→ **Input material**
⁂

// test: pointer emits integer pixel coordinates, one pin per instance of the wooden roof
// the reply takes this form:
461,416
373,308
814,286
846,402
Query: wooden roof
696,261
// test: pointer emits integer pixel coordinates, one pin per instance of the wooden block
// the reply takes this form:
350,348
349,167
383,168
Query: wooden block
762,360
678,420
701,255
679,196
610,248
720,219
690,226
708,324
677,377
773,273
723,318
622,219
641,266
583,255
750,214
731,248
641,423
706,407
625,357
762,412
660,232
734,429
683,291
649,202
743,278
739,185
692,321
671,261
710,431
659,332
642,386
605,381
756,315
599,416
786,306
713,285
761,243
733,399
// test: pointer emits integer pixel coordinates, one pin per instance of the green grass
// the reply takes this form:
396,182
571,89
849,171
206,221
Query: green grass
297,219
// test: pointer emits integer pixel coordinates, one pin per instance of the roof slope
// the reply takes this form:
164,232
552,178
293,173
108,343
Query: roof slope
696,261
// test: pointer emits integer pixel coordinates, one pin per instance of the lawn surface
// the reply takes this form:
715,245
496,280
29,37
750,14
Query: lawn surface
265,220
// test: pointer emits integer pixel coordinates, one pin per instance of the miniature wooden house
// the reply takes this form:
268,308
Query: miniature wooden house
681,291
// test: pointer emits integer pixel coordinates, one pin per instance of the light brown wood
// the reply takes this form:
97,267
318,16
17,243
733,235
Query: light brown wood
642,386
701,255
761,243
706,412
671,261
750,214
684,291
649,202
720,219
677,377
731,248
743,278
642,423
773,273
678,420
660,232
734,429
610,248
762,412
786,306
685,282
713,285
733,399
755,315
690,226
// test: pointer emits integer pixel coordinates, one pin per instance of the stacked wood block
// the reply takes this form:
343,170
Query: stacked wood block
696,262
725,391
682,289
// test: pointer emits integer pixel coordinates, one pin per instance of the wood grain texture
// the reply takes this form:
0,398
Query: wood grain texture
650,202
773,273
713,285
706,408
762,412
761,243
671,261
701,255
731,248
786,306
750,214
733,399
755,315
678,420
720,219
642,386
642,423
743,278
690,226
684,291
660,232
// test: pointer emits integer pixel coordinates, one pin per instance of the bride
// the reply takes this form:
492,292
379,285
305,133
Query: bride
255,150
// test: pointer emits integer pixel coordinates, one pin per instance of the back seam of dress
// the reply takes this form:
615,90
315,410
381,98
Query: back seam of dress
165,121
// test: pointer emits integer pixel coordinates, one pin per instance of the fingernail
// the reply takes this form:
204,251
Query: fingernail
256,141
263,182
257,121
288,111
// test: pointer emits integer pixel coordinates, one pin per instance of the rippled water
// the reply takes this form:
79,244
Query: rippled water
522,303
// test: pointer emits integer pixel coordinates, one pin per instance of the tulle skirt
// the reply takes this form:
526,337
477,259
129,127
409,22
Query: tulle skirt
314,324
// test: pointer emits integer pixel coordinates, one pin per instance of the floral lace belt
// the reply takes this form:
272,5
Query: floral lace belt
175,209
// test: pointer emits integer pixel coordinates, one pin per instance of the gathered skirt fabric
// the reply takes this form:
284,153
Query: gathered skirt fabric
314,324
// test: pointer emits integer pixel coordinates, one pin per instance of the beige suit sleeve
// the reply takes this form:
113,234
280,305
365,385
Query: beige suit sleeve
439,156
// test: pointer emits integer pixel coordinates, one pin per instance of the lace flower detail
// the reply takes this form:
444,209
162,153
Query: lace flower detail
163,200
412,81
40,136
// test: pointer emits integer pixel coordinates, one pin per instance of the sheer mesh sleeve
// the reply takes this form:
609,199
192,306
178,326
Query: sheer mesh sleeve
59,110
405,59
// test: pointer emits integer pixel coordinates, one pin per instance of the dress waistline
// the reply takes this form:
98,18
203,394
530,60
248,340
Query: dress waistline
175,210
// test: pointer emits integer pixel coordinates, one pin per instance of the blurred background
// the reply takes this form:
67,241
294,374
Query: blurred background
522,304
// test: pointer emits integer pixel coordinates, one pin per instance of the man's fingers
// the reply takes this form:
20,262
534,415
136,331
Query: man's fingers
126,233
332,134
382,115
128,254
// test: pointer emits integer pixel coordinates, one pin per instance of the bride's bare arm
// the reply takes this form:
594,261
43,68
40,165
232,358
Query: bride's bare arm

⁂

→ **Task prompt**
Render all of the data above as a numbered list, with blank lines omitted.

→ **Worked answer**
1. // test: pointer emits integer pixel coordinates, one pin per instance of the wooden roof
2. // the reply takes this form:
3. 461,416
4. 373,308
5. 814,286
6. 846,402
7. Query: wooden roof
8. 696,261
9. // test: pointer emits integer pixel coordinates, one pin per instance of the wooden block
10. // the reply takes this form:
11. 350,348
12. 349,167
13. 383,168
14. Query: wooden block
15. 762,360
16. 678,420
17. 701,255
18. 679,196
19. 610,248
20. 720,219
21. 690,226
22. 708,324
23. 677,377
24. 773,273
25. 723,318
26. 622,219
27. 641,266
28. 583,255
29. 750,214
30. 731,248
31. 641,423
32. 706,407
33. 625,357
34. 762,412
35. 660,232
36. 734,429
37. 683,291
38. 649,202
39. 743,278
40. 739,185
41. 692,321
42. 671,261
43. 710,431
44. 659,332
45. 642,386
46. 605,381
47. 756,315
48. 599,416
49. 786,306
50. 713,285
51. 761,243
52. 733,399
53. // test: pointer emits integer pixel coordinates, one pin per instance of the green grass
54. // the reply takes this form:
55. 396,182
56. 571,89
57. 849,171
58. 206,221
59. Query: green grass
60. 297,219
61. // test: pointer emits integer pixel coordinates, one pin per instance of the roof slope
62. // the reply takes this form:
63. 164,232
64. 552,178
65. 293,173
66. 108,343
67. Query: roof slope
68. 696,261
69. // test: pointer emits integer pixel coordinates, one pin per instance of the lawn surface
70. // the reply takes this form:
71. 715,245
72. 496,280
73. 29,37
74. 750,14
75. Query: lawn surface
76. 265,220
77. // test: pointer emits integer pixel coordinates, one pin per instance of the miniature wooden house
78. // the reply takes this form:
79. 268,308
80. Query: miniature wooden house
81. 681,291
82. // test: pointer emits integer pixel coordinates, one pin per instance of the light brown wood
83. // the reply takes this form:
84. 97,267
85. 318,16
86. 17,243
87. 733,235
88. Query: light brown wood
89. 642,386
90. 701,255
91. 761,243
92. 706,412
93. 671,261
94. 750,214
95. 684,291
96. 649,202
97. 720,219
98. 677,377
99. 731,248
100. 743,278
101. 642,423
102. 773,273
103. 678,420
104. 660,232
105. 734,429
106. 610,248
107. 762,412
108. 786,306
109. 685,282
110. 713,285
111. 733,399
112. 755,315
113. 690,226
114. // test: pointer emits integer pixel coordinates, one pin per instance of the stacked wood block
115. // the reply takes this form:
116. 343,170
117. Query: stacked wood block
118. 696,262
119. 725,391
120. 682,289
121. // test: pointer emits integer pixel coordinates, one pin per instance of the wood grain texture
122. // the reply takes this form:
123. 0,398
124. Query: wood grain texture
125. 650,202
126. 773,273
127. 713,285
128. 706,408
129. 762,412
130. 761,243
131. 671,261
132. 701,255
133. 731,248
134. 786,306
135. 750,214
136. 733,399
137. 755,315
138. 678,420
139. 720,219
140. 642,386
141. 642,423
142. 743,278
143. 690,226
144. 684,291
145. 660,232
146. // test: pointer emits integer pixel coordinates, one pin per instance of the bride
147. // the reply takes this form:
148. 492,292
149. 379,285
150. 305,133
151. Query: bride
152. 255,150
153. // test: pointer emits integer pixel coordinates, one pin per instance of the back seam of dress
154. // the reply takes this form:
155. 615,90
156. 315,410
157. 381,98
158. Query: back seam of dress
159. 165,121
160. // test: pointer emits integer pixel coordinates, one pin per instance of the fingernail
161. // the reply takes this form:
162. 204,251
163. Query: fingernail
164. 256,141
165. 263,182
166. 257,121
167. 288,111
168. // test: pointer emits integer pixel coordinates, one pin per instance of the rippled water
169. // the reply takes this form:
170. 79,244
171. Query: rippled water
172. 522,303
173. // test: pointer emits integer pixel coordinates, one pin per instance of the tulle skirt
174. // the reply takes this form:
175. 526,337
176. 477,259
177. 129,127
178. 409,22
179. Query: tulle skirt
180. 314,324
181. // test: pointer emits integer pixel coordinates, one pin per instance of the floral lace belt
182. // the reply takes this form:
183. 272,5
184. Query: floral lace belt
185. 175,209
186. // test: pointer emits integer pixel coordinates, one pin per instance of the gathered skirt fabric
187. // the reply takes this form:
188. 284,153
189. Query: gathered skirt fabric
190. 314,324
191. // test: pointer emits integer pixel coordinates, one pin per instance of the beige suit sleeve
192. // the reply takes this form:
193. 113,234
194. 280,305
195. 365,385
196. Query: beige suit sleeve
197. 439,156
198. // test: pointer emits integer pixel coordinates, one pin per instance of the lace flower detail
199. // the reply takes this form:
200. 444,209
201. 162,153
202. Query: lace flower detail
203. 163,200
204. 412,81
205. 40,136
206. // test: pointer emits integer pixel coordinates, one pin per instance of the sheer mesh sleeve
207. // the reply takes this form:
208. 609,199
209. 192,306
210. 178,326
211. Query: sheer mesh sleeve
212. 59,110
213. 405,59
214. // test: pointer emits integer pixel coordinates, one pin per instance of the dress waistline
215. // the reply takes this form:
216. 98,18
217. 203,394
218. 530,60
219. 248,340
220. Query: dress waistline
221. 175,210
222. // test: pointer emits integer pixel coordinates, one pin per instance of the blurred background
223. // the reply takes this form:
224. 67,241
225. 294,374
226. Query: blurred background
227. 522,304
228. // test: pointer emits integer pixel coordinates, one pin per instance of the man's fingers
229. // the reply takes this form:
230. 20,262
231. 534,415
232. 136,331
233. Query: man's fingers
234. 126,233
235. 332,134
236. 382,115
237. 128,254
238. // test: pointer emits integer pixel coordinates, one pin per instance of the bride's bare arm
239. // the reply takes this form:
240. 594,261
241. 43,68
242. 40,165
243. 232,358
244. Query: bride's bare arm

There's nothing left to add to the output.